## [Extracted text]
= = = = =

Case Study: Marketing Data Warehouse Engineering
Case Problem Overview
In the fast-paced world of digital marketing, companies often struggle with managing and engineering data pipelines from various sources. Traditional data warehouses, even cloud-based ones, can be expensive and complex to maintain, leading to significantly higher costs on equipment and salaries.
Stakeholders from various teams like marketing, accounting, product, and development need comprehensive data from websites, ad systems, and CRM to build their own dashboards and reports to present performance results to the company board. However, they might not be familiar with the fundamentals of data engineering or have read "Data Engineering for Dummies." As a result, each report may have significantly different results because they lack a single source of truth, and each stakeholder makes their own calculations without considering the data engineering processes of their colleagues. This leads to final reports having controversial numbers that can feel unprofessional and provide misleading information.
The challenge is to create a cost-effective, scalable, and easy-to-maintain data warehouse solution that can handle marketing data from GA4, Facebook ADS, and Shopify efficiently and provide a single source of truth for all stakeholders based on data engineering principles.
Dataflow process overview
Company growth is not a linear, well-controlled process. Many services will arrive and many will be phased out as the company evolves. This constant change can lead to challenges in maintaining a cohesive and integrated data engineering infrastructure. New tools and platforms may be adopted to meet emerging needs without concern about data engineering principles. This dynamic environment requires a flexible and scalable data engineering pipeline architecture that can adapt to the ever-changing landscape of company requirements.
However, violating the fundamentals of data engineering principles can lead to the creation of data silos, where information is isolated within different systems and departments. These silos prevent seamless data integration and hinder the ability to gain comprehensive insights. Consequently, the lack of a unified data view can slow down decision-making processes and impede further growth, as stakeholders struggle to access and analyze the data they need efficiently.

= = = = =

## [Stored rows]
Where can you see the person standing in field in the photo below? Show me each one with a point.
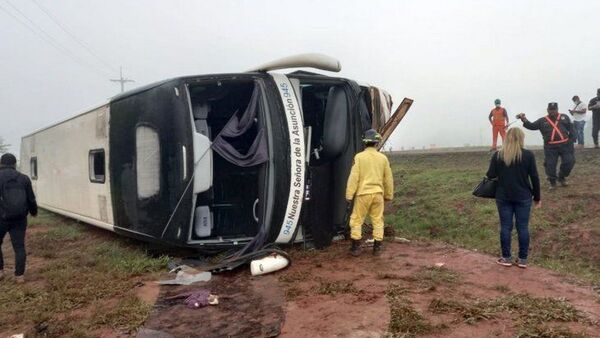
(16, 201)
(499, 120)
(518, 183)
(594, 106)
(559, 136)
(369, 184)
(578, 113)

= = = = =

## [Task 1]
Answer these questions using the case study on the marketing data warehouse:
(a) Which teams does the case study name as stakeholders?
(b) From which three sources must the solution handle marketing data?
(c) According to the case study, what do data silos prevent?
## [Task 2]
Supply a continuation of the case study on marketing data warehouse engineering, starting after its last paragraph.

## [Final result 1]
(a) Marketing, accounting, product, and development.
(b) GA4, Facebook ADS, and Shopify.
(c) They prevent seamless data integration.

## [Final result 2]
As-Is Process
The graph illustrates the common problem of data silos, where multiple services such as Facebook, Google Analytics, and Shopify are connected to different ETL(Extract Transform Load fundamental of data engineering) processes and reporting tools. The more connections and services involved in the graph, the greater the complexity and potential for data inconsistencies, leading to fragmented and unreliable reports. This fragmentation makes it challenging to maintain a single source of truth, causing discrepancies and inefficiencies in data analysis and decision-making.
To-Be Process
The approach involves identifying shared functionalities among various services and creating a unified pipeline instead of maintaining multiple parallel processes. By analyzing the common characteristics and data processing requirements of services like Facebook ADS, Google Analytics, and Shopify, a single, streamlined ETL pipeline can be engineered. This unified process reduces redundancy, minimizes data silos, and ensures consistency across reports, ultimately providing a single source of truth for all stakeholders.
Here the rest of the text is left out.